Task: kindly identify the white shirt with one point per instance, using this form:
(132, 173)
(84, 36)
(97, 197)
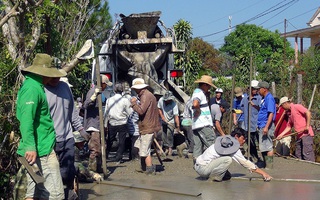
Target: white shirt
(205, 116)
(211, 154)
(117, 110)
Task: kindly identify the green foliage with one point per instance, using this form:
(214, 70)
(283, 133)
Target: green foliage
(265, 48)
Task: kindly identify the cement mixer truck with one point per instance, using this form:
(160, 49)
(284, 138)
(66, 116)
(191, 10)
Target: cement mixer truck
(140, 45)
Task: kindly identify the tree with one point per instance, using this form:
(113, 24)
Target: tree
(207, 53)
(265, 48)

.....

Write out every line of the listing that holds the word "using".

Task: kindly identify the white shirt with one point per instance, using this form:
Task: kindly identify the green foliage with one point per instance, using this form:
Task: kindly identify the cement mixer truck with one point per instance, using this form:
Task: kindly identify the tree with one point per instance, using this form:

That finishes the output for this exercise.